▶ _Exercise instructions_
Repeat verbatim the lines of the data below, beginning with the line containing "Locate each instance of the toad's webbed" and continuing to the end.

▶ _Given data_
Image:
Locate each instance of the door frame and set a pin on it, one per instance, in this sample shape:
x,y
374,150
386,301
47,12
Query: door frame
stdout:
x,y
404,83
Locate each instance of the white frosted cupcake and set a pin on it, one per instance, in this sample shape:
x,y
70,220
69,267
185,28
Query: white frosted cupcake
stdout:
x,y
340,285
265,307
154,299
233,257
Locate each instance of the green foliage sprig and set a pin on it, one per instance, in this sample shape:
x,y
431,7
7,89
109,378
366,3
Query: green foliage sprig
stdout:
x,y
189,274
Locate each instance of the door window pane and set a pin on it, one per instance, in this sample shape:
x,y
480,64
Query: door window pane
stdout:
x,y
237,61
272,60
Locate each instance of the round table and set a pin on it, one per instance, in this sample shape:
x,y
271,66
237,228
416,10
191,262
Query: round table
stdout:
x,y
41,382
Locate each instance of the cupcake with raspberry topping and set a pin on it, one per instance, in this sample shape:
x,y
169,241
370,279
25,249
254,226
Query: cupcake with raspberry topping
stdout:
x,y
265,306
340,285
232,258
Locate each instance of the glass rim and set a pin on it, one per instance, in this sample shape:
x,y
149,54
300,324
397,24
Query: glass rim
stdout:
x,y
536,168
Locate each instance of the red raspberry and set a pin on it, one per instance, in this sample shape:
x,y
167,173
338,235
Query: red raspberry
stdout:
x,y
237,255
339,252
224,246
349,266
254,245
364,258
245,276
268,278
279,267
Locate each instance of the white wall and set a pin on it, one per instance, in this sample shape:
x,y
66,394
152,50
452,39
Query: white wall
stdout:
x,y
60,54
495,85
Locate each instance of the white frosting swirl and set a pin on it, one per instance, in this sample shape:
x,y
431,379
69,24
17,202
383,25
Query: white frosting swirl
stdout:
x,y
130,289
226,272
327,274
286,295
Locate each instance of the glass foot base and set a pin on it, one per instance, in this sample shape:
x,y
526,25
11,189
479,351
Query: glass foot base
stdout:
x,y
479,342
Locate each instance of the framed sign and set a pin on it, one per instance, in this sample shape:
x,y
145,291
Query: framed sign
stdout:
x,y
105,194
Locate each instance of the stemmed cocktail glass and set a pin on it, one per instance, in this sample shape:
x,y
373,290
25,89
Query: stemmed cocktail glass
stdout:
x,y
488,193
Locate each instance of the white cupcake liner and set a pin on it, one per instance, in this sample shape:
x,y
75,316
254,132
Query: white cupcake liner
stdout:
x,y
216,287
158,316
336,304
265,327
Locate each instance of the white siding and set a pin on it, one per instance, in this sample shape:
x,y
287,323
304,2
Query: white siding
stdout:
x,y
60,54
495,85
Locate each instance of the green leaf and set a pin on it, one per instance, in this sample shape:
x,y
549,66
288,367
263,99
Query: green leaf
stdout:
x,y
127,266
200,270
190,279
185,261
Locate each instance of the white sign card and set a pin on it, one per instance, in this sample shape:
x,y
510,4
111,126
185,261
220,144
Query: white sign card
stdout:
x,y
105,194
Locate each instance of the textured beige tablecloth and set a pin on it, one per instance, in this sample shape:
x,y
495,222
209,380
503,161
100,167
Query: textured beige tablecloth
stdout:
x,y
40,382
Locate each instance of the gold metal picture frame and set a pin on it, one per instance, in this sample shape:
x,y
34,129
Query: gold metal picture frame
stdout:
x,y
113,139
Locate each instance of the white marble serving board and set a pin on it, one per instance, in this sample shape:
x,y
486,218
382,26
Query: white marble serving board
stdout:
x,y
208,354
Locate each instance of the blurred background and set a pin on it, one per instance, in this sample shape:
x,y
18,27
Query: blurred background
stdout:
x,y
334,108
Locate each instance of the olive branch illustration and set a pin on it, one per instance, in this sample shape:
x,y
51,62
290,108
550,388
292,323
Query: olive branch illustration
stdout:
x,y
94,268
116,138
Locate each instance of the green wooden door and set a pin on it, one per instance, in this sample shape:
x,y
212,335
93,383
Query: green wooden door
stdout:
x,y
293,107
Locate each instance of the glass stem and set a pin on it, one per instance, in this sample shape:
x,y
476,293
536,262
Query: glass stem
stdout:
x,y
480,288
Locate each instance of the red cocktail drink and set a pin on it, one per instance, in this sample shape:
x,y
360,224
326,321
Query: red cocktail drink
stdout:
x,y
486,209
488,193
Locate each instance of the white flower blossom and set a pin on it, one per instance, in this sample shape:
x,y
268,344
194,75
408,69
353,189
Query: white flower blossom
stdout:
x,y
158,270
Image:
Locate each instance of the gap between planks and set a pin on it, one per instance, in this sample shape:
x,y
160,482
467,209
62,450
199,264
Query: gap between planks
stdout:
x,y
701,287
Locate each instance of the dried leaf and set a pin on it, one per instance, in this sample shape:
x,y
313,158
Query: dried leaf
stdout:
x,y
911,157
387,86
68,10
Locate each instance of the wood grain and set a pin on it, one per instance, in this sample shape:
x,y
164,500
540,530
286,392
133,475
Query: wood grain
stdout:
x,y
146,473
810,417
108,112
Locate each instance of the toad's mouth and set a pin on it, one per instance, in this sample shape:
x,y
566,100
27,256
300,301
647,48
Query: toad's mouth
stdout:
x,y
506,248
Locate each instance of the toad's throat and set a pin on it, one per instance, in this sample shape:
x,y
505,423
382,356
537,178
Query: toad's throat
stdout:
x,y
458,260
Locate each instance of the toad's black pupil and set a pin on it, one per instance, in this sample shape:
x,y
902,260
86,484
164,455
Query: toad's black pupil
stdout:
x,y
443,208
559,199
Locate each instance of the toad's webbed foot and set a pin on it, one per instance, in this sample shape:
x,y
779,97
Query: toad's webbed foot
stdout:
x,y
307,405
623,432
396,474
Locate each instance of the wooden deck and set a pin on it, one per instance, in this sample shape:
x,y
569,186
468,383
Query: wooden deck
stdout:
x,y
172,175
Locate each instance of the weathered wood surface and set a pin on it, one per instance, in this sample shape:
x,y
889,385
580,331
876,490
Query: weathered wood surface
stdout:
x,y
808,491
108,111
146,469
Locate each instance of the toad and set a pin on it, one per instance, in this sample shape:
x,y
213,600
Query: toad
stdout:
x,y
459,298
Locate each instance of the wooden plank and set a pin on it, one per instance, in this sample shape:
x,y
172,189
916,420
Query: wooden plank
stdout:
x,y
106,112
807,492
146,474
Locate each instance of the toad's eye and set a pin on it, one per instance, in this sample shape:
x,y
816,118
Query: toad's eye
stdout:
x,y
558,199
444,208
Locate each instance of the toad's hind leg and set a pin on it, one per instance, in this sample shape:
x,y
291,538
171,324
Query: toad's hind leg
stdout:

▶ _Answer in full_
Locate each instance of the toad's webbed foot and set a pin on it, one per instance, in this sample shape:
x,y
779,97
Query: toad's webbed foot
stdout:
x,y
307,405
623,432
396,474
Locate each instance of the wooden deck and set a pin on it, one per instance, in this sample shape:
x,y
569,186
468,383
Query: wooden deck
stdout:
x,y
172,175
Locate each instance of the weathered wood surface and set a pin on it, one per instance, in this sample shape:
x,y
889,385
580,331
876,490
Query: weathered wood surface
stdout:
x,y
808,491
108,111
146,469
Locate each instance of the toad and set a pin on it, one per instance, in this sample shape:
x,y
213,600
Query: toad
stdout:
x,y
459,298
Locate each instance of the wooden plank and set a pin on it, one per instance, in this sample shape:
x,y
172,189
916,420
Query: wooden plank
stdout:
x,y
106,112
807,492
146,474
Locate each instance of the toad's eye and set a pin on it, one per instance, in this sample shape:
x,y
816,118
Query: toad's eye
stdout:
x,y
558,199
444,208
Locate each instance of the toad's hind leg and set a pin on it, one per instance, in this sample shape:
x,y
291,538
171,324
Query: toad's hind leg
stdout:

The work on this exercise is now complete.